Exercise brief — Locate each line below that contains the string "large", and copy those lines.
== == ==
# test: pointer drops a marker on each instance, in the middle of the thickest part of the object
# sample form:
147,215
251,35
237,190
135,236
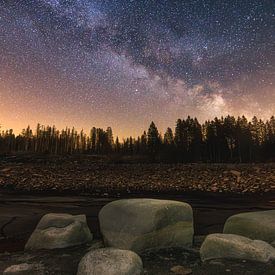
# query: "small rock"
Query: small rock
60,231
181,270
110,261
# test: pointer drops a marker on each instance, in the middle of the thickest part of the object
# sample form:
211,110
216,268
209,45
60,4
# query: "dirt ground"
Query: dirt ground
94,175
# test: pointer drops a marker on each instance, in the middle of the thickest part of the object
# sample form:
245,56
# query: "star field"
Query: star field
87,63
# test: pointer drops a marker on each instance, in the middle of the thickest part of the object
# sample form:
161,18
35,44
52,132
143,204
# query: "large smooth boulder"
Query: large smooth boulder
254,225
110,261
142,224
230,246
60,231
24,269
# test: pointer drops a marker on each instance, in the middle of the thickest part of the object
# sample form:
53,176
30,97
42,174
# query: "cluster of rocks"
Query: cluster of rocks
102,177
132,226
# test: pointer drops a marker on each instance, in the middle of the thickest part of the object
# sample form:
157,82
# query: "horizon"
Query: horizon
125,63
114,130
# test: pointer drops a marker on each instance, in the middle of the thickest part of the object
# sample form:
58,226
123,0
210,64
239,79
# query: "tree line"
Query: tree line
225,139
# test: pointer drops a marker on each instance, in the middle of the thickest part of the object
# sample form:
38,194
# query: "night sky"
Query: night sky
122,64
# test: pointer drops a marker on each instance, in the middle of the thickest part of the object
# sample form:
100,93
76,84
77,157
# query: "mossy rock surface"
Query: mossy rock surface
144,224
59,231
254,225
230,246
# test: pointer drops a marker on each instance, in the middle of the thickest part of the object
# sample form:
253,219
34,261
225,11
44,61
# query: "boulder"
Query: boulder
143,224
24,269
254,225
110,261
230,246
60,231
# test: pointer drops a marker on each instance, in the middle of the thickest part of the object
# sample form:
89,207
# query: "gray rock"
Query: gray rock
229,246
110,261
24,269
142,224
254,225
59,231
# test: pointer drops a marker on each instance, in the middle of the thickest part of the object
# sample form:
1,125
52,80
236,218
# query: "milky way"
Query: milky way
124,63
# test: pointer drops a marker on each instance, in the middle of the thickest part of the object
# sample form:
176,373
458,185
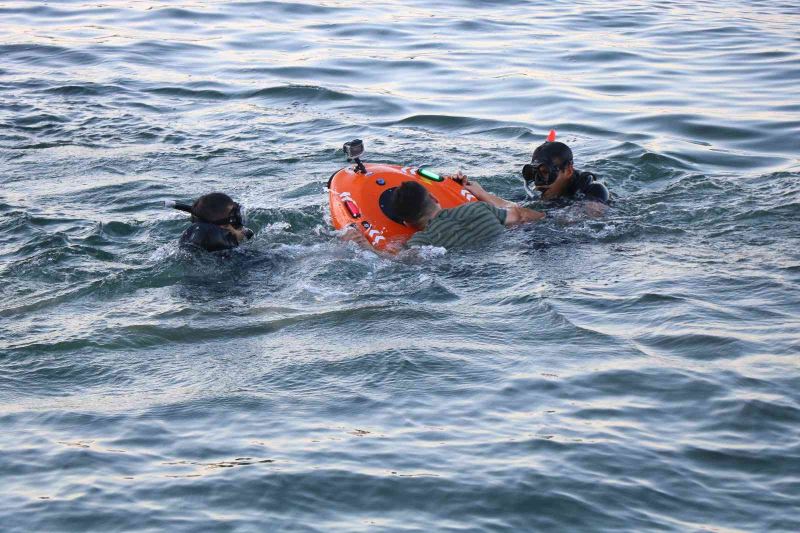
== == ==
Response to the task —
# query: "large smooth boulder"
Query: large smooth boulder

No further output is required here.